>> start

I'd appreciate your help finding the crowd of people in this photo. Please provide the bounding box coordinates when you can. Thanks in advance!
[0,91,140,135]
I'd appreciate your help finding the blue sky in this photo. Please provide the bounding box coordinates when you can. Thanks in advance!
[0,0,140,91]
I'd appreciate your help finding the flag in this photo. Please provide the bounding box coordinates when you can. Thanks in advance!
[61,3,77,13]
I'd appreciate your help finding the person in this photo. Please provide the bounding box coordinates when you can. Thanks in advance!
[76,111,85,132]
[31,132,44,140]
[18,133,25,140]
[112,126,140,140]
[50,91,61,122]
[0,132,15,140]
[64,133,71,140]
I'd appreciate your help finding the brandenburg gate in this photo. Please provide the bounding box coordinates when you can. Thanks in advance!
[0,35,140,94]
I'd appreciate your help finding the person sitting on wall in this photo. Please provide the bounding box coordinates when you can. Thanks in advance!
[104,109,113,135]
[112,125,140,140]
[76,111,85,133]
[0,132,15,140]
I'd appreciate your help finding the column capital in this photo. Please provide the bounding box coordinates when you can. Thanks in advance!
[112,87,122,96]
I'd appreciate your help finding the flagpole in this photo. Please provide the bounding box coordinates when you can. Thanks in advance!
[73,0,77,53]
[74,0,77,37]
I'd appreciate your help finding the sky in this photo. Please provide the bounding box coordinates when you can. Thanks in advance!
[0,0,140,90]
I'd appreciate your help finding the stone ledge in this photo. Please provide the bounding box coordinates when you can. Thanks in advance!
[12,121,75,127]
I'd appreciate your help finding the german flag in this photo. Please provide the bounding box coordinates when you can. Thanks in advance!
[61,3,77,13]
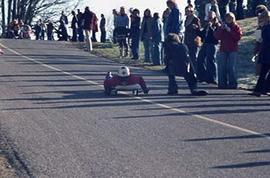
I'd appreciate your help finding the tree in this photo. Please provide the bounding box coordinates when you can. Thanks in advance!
[1,0,80,34]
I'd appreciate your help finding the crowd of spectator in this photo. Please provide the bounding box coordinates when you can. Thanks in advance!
[2,0,270,96]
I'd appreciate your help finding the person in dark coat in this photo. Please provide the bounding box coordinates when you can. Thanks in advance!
[47,21,54,40]
[83,7,93,52]
[165,0,183,36]
[140,9,153,63]
[197,11,219,84]
[59,11,68,41]
[250,5,270,97]
[71,11,78,42]
[34,19,42,40]
[130,9,141,60]
[214,12,243,89]
[164,33,207,96]
[184,6,201,72]
[99,14,106,43]
[152,13,163,65]
[115,7,129,58]
[77,9,84,42]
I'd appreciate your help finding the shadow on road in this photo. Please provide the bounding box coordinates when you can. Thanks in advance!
[212,161,270,169]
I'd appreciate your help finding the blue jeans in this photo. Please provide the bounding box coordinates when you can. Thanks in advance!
[187,44,199,73]
[152,42,162,65]
[78,27,84,42]
[197,43,217,83]
[143,38,152,62]
[218,52,237,89]
[131,32,140,59]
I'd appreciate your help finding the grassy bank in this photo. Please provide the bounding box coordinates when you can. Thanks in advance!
[73,18,257,89]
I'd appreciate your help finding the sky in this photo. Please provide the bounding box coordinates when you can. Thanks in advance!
[81,0,186,16]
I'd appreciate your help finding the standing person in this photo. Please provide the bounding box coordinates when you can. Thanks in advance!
[250,5,270,97]
[165,0,183,36]
[99,14,106,43]
[204,0,221,22]
[184,6,201,73]
[113,9,118,44]
[77,9,84,42]
[162,8,171,37]
[47,21,54,40]
[92,12,98,42]
[130,9,141,60]
[164,33,207,96]
[140,9,153,63]
[161,8,171,63]
[40,21,47,40]
[83,7,93,52]
[197,11,219,84]
[214,13,242,89]
[116,7,129,57]
[71,11,78,42]
[218,0,230,20]
[152,13,164,65]
[71,11,78,42]
[34,19,41,40]
[194,0,210,22]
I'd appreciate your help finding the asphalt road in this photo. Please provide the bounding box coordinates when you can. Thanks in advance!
[0,40,270,178]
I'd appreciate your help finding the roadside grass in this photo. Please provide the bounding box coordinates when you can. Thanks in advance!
[74,18,257,89]
[0,154,17,178]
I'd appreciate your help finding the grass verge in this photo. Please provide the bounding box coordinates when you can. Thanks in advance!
[74,18,257,89]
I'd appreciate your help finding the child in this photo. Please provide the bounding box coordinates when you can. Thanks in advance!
[104,66,149,95]
[164,33,207,96]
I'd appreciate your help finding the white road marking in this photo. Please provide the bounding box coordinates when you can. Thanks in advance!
[0,43,270,140]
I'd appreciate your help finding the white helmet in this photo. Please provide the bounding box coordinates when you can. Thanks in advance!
[118,66,130,77]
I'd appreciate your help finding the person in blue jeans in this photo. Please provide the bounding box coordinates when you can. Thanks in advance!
[130,9,141,60]
[152,13,163,65]
[214,13,242,89]
[197,11,218,84]
[164,33,208,96]
[140,9,153,63]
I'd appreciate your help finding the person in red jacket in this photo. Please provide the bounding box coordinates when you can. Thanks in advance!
[214,12,242,89]
[103,66,149,95]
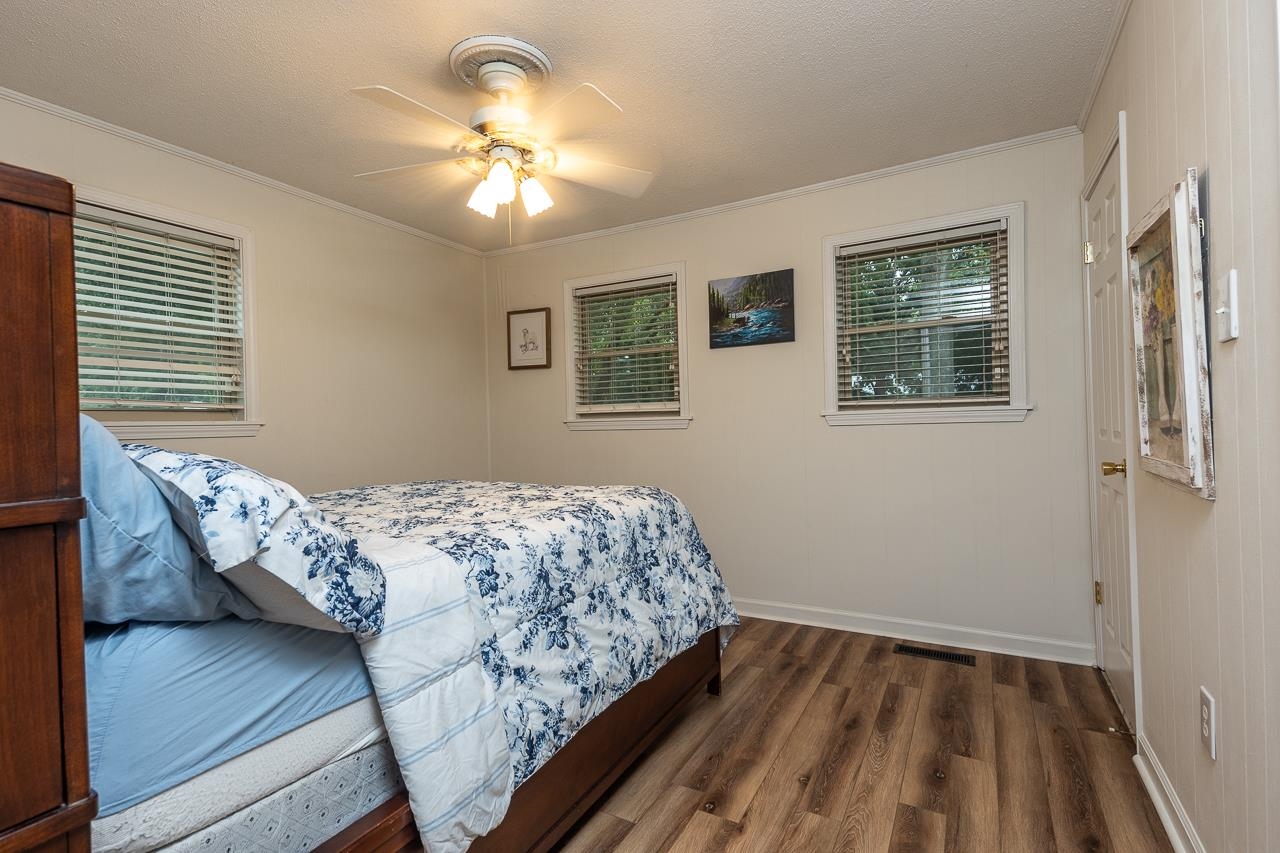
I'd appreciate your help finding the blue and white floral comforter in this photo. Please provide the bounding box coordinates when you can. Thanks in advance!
[311,480,739,836]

>> end

TASK TO CARRY OUT ▸ Reproduce the listing above word for word from start to finish, leaving out the pictures.

FINAL ANSWER ▸
I'd appreciate your help finding the crowd of people in this photo. Please provide the bounding box coordinates when you can. Thanks in advance!
[0,91,140,135]
I'd appreciate your help finding the blue sky in this photo. Please provide the bounding box coordinates when you can. Thanks in advance!
[0,0,140,91]
I'd appreciate your help finding the flag in this photo. Please provide the bounding box coordinates when you can. Thanks in advance!
[61,3,77,13]
I'd appreciate your help finding the person in this photo. Please provide the bounding box coordinates when you can. Thanks in advance!
[76,111,85,132]
[31,132,44,140]
[18,133,25,140]
[112,126,140,140]
[50,91,61,122]
[0,132,15,140]
[64,133,71,140]
I'd appreciate your help finding the brandenburg gate in this photo. Please provide the bounding box coordinates when you can. Thanks in advance!
[0,35,140,94]
I'd appreciate your help finding the person sitting on wall in this photo. Please provide the bounding box coordinates when you can. Thanks in advance!
[104,109,113,135]
[112,125,140,140]
[76,111,85,133]
[0,132,15,140]
I'd appreciate your help finding the column capital in this photo. Please provide the bounding box coordinates when you can. Thanks in advance!
[112,87,122,96]
I'd appreciate your help finding the flagpole in this photo. Please provide the bounding box coordinates when you can. Thanks in advance!
[73,0,77,53]
[74,0,77,37]
I'd appreciate your help finding the sky in this photo. Please provide the bounding box coordinates when you can. Thanks in advance!
[0,0,140,90]
I'd appreciate your help finding the stone ledge in this photo. Please provide the bounding box coordinates when you can. Thanks in advance!
[12,121,75,127]
I'd appreciate your help finding the german flag in this photo. Please provide the bounding box coordinates when you can. Thanks in advance!
[61,3,77,13]
I'd appreciate your help finding the tree in this photo. Please provide the bounding box coordinates when you can. Thanks in advance!
[1,0,80,34]
I'd appreciate your help finding the crowd of spectator in this photo. Please provide the bounding box coordinates when you can. Thanks in advance!
[2,0,270,96]
I'd appreciate your help finding the person in dark coat in this photo. Please provide the bounding box coordinates when you can. Thanks in advance!
[47,21,54,40]
[83,7,93,52]
[165,0,183,36]
[140,9,153,63]
[197,11,219,84]
[59,11,68,41]
[250,5,270,97]
[71,11,78,42]
[34,19,42,40]
[130,9,141,60]
[214,12,243,89]
[164,33,207,96]
[184,6,201,72]
[99,14,106,43]
[152,13,163,65]
[115,7,129,58]
[77,9,84,42]
I'd appreciate your help finding the shadow on road in this photo. Please provide the bounding box coordinates when you can. Thanks in advance!
[212,161,270,169]
I'd appreciate your help finding the blue jeans in this photo. Please provide the bounding box coordinates when you can. Thanks in advance!
[187,44,199,73]
[152,42,162,65]
[78,27,84,42]
[197,43,217,83]
[143,38,152,62]
[218,52,237,89]
[131,32,140,59]
I'd appreciate your help finding the grassy bank in this photo. Please provide the bounding box coordinates when you can. Thanks in advance!
[73,18,257,89]
I'd appreciate your help finding the sky in this photo. Please provide the bounding box coordinates when you can. Thanks in advance!
[81,0,186,16]
I'd appreciate your help finding the standing person in this photo. Please provide the bounding box coordinates when you can. Thanks in advance!
[250,5,270,97]
[165,0,183,36]
[99,14,106,43]
[204,0,221,22]
[184,6,201,73]
[113,9,118,44]
[77,9,84,42]
[162,8,171,37]
[47,21,54,40]
[92,12,98,42]
[130,9,141,60]
[164,33,207,96]
[140,9,153,63]
[161,8,171,63]
[40,21,47,40]
[83,7,93,52]
[197,11,219,84]
[214,13,242,89]
[116,7,129,57]
[71,11,78,42]
[218,0,230,20]
[152,13,164,65]
[71,11,78,42]
[34,19,41,40]
[194,0,210,22]
I'd appreciate your help finding the asphalt road in this photo. Please provide the bounding box coordinates when you can. Thanks in advance!
[0,40,270,178]
I'd appreciate your help finding the roadside grass in this photo. Please provide the bounding box coordinates when you can. Thanks in advance!
[74,18,257,89]
[0,154,17,178]
I'd appreciate your help finding the grass verge in this photo. Please provide the bounding box coordinates when you can. Thanks in advance!
[74,18,257,89]
I'd appreciate your help finding the child in this photo. Please provide the bounding box coordinates when you can. Thanks in advance!
[104,66,149,95]
[164,33,207,96]
I'd appreciate your help finding the white road marking in this photo. Please provide the bounding box coordinates when you can. Thanks in advance!
[0,43,270,140]
I'd appreciate your help finding the white helmet in this photo. Please provide the bounding box coordinates when you can. Thanks in advance!
[118,66,130,77]
I'd appreciate your help finding the person in blue jeans in this photo. Please provide the bounding box coordinates when you can. Thanks in advance!
[130,9,141,60]
[152,13,163,65]
[214,13,242,89]
[197,11,218,84]
[164,33,208,96]
[140,9,153,63]
I'd appreciate your help finding the person in red jacket in this photo. Please provide the bounding box coordinates when you can. Thanks in advance!
[214,12,242,89]
[103,66,149,95]
I'd appreciate your help finding the blue and white floral comforter in this photo. Please provide the bounding box coordinates when you can. Thanks in advance!
[311,480,739,836]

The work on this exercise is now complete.